## RECORDS TO PROCESS
----

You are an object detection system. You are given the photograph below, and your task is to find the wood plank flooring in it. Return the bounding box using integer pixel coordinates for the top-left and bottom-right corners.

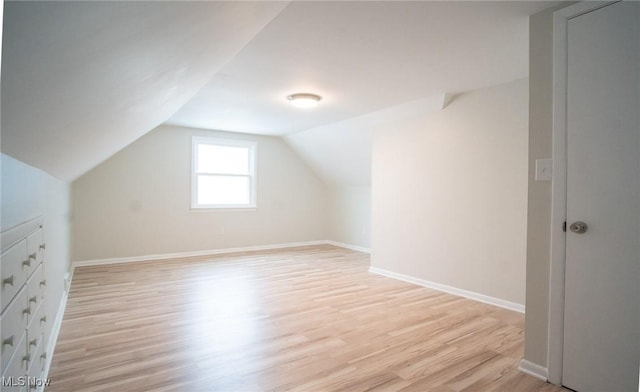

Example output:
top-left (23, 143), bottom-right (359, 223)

top-left (47, 245), bottom-right (568, 392)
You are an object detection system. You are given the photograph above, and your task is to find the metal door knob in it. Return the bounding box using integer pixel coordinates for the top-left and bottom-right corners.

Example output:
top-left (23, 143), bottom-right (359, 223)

top-left (570, 221), bottom-right (588, 234)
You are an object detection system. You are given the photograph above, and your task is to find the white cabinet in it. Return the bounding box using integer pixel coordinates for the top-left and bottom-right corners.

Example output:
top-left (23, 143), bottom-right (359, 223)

top-left (1, 218), bottom-right (48, 389)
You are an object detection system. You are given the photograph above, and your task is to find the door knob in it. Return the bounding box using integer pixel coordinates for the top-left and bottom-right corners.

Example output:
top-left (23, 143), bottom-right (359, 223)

top-left (570, 221), bottom-right (588, 234)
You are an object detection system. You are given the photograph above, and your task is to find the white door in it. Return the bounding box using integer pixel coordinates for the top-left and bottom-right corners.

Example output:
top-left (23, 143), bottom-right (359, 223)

top-left (563, 2), bottom-right (640, 392)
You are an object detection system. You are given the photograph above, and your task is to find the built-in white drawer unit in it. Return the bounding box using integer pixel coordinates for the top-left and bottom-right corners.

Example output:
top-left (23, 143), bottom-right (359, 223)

top-left (1, 218), bottom-right (47, 383)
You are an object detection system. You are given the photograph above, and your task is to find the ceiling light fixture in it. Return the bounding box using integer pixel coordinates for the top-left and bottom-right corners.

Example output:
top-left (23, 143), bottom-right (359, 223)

top-left (287, 93), bottom-right (322, 108)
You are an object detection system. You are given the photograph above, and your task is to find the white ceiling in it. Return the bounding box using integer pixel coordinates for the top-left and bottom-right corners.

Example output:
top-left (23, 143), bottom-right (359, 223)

top-left (1, 1), bottom-right (288, 181)
top-left (167, 1), bottom-right (561, 136)
top-left (1, 1), bottom-right (565, 184)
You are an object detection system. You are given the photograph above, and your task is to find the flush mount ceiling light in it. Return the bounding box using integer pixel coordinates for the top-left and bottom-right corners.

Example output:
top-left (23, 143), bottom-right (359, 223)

top-left (287, 93), bottom-right (322, 108)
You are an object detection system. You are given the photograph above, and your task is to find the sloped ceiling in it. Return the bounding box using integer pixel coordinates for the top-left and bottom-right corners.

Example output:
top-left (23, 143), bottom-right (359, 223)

top-left (2, 1), bottom-right (565, 185)
top-left (285, 94), bottom-right (448, 187)
top-left (167, 1), bottom-right (560, 136)
top-left (1, 1), bottom-right (288, 181)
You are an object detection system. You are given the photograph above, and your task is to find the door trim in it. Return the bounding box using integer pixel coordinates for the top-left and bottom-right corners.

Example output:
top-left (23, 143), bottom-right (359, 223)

top-left (547, 1), bottom-right (619, 385)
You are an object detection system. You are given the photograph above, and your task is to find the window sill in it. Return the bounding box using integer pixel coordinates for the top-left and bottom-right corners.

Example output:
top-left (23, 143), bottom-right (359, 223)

top-left (190, 206), bottom-right (257, 212)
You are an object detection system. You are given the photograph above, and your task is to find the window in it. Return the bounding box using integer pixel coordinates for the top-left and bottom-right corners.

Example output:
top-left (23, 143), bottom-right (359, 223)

top-left (191, 137), bottom-right (257, 209)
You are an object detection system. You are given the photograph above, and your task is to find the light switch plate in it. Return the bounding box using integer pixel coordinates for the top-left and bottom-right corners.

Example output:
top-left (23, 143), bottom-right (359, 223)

top-left (535, 159), bottom-right (553, 181)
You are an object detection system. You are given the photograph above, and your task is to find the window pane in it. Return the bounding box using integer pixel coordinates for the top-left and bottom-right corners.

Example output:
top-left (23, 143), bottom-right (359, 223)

top-left (197, 144), bottom-right (249, 175)
top-left (197, 175), bottom-right (250, 205)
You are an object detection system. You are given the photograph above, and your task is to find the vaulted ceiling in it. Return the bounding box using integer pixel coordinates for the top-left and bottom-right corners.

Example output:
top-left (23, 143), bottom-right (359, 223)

top-left (1, 1), bottom-right (563, 184)
top-left (1, 1), bottom-right (288, 181)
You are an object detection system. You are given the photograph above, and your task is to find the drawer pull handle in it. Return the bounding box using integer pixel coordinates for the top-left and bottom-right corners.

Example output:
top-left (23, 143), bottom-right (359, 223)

top-left (2, 336), bottom-right (14, 347)
top-left (40, 280), bottom-right (47, 287)
top-left (29, 296), bottom-right (38, 303)
top-left (23, 259), bottom-right (31, 267)
top-left (23, 307), bottom-right (31, 316)
top-left (29, 252), bottom-right (37, 260)
top-left (39, 244), bottom-right (46, 250)
top-left (29, 338), bottom-right (37, 347)
top-left (40, 316), bottom-right (47, 324)
top-left (2, 275), bottom-right (14, 286)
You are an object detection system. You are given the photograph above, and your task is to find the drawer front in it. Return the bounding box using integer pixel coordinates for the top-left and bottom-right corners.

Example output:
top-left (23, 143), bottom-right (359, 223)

top-left (26, 302), bottom-right (45, 355)
top-left (1, 333), bottom-right (28, 392)
top-left (1, 288), bottom-right (29, 373)
top-left (39, 305), bottom-right (49, 351)
top-left (25, 228), bottom-right (44, 268)
top-left (1, 240), bottom-right (29, 311)
top-left (27, 337), bottom-right (45, 387)
top-left (26, 264), bottom-right (44, 312)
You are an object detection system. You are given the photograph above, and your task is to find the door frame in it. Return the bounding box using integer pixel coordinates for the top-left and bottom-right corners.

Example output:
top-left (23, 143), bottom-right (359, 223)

top-left (547, 1), bottom-right (619, 385)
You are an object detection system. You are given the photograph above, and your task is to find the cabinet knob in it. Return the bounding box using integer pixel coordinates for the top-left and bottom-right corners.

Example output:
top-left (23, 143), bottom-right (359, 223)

top-left (40, 316), bottom-right (47, 324)
top-left (39, 243), bottom-right (46, 250)
top-left (29, 338), bottom-right (37, 347)
top-left (2, 336), bottom-right (14, 347)
top-left (29, 252), bottom-right (37, 260)
top-left (23, 259), bottom-right (31, 267)
top-left (22, 354), bottom-right (30, 366)
top-left (29, 296), bottom-right (37, 303)
top-left (40, 353), bottom-right (47, 360)
top-left (23, 307), bottom-right (31, 316)
top-left (2, 275), bottom-right (14, 286)
top-left (40, 280), bottom-right (47, 287)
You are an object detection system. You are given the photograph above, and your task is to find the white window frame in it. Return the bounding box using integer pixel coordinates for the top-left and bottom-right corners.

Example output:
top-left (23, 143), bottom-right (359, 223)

top-left (191, 136), bottom-right (257, 209)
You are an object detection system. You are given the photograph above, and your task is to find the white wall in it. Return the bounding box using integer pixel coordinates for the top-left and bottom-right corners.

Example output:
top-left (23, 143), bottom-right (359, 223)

top-left (327, 186), bottom-right (371, 250)
top-left (371, 78), bottom-right (529, 305)
top-left (1, 153), bottom-right (71, 361)
top-left (71, 125), bottom-right (329, 261)
top-left (524, 6), bottom-right (556, 368)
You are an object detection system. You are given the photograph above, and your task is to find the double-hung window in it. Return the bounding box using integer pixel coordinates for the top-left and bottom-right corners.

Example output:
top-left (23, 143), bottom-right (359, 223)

top-left (191, 137), bottom-right (257, 209)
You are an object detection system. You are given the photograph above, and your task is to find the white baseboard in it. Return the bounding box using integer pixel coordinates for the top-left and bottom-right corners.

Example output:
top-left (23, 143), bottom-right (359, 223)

top-left (40, 290), bottom-right (68, 391)
top-left (73, 240), bottom-right (332, 267)
top-left (73, 240), bottom-right (370, 268)
top-left (519, 359), bottom-right (549, 381)
top-left (368, 266), bottom-right (525, 313)
top-left (325, 240), bottom-right (371, 254)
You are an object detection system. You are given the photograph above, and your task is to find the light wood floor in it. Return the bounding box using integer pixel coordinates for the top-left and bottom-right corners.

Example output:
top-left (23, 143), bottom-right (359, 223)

top-left (47, 245), bottom-right (568, 392)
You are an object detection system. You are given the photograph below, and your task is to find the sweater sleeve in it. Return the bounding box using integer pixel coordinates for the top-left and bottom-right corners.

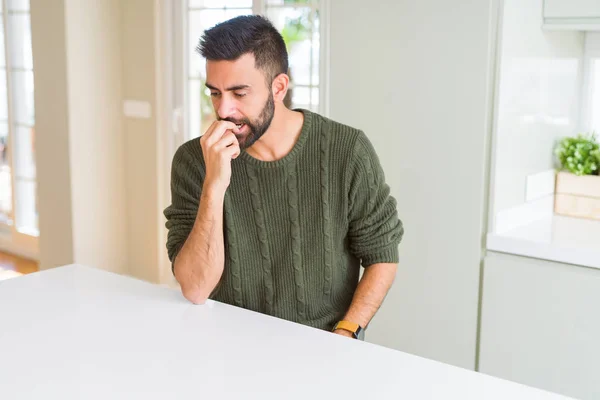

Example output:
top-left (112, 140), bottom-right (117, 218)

top-left (346, 131), bottom-right (404, 267)
top-left (163, 142), bottom-right (205, 270)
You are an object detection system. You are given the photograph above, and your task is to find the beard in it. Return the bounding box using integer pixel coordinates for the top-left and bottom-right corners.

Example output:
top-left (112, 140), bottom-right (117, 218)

top-left (219, 94), bottom-right (275, 150)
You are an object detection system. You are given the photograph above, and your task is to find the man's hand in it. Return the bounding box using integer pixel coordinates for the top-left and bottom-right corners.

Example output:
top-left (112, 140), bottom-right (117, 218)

top-left (172, 120), bottom-right (241, 305)
top-left (200, 120), bottom-right (242, 194)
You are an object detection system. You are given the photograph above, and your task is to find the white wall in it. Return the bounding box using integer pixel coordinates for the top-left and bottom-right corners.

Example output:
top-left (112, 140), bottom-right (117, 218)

top-left (64, 0), bottom-right (128, 274)
top-left (491, 0), bottom-right (585, 216)
top-left (329, 0), bottom-right (497, 369)
top-left (31, 0), bottom-right (74, 269)
top-left (121, 0), bottom-right (164, 284)
top-left (31, 0), bottom-right (169, 281)
top-left (581, 32), bottom-right (600, 133)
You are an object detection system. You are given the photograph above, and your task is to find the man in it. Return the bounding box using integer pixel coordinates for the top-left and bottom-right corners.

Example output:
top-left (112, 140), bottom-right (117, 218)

top-left (163, 15), bottom-right (404, 340)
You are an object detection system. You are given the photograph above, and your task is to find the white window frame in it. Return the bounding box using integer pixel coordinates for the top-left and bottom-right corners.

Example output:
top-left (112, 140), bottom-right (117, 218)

----

## PROMPT
When a line among the entries contains "wood", pull that line out.

## TASK RESULT
You are an object detection system. You are given the photograph below, and your task is to find the wood plank flooring in it. Return the bounding box using integer pixel coordinates for the top-left and bottom-right corners.
You are an object detection system. You are given the photograph above, and your task is to find the light wood floor in it. Return the bounding box using integer pixel coordinates for the top-left and bottom-right corners.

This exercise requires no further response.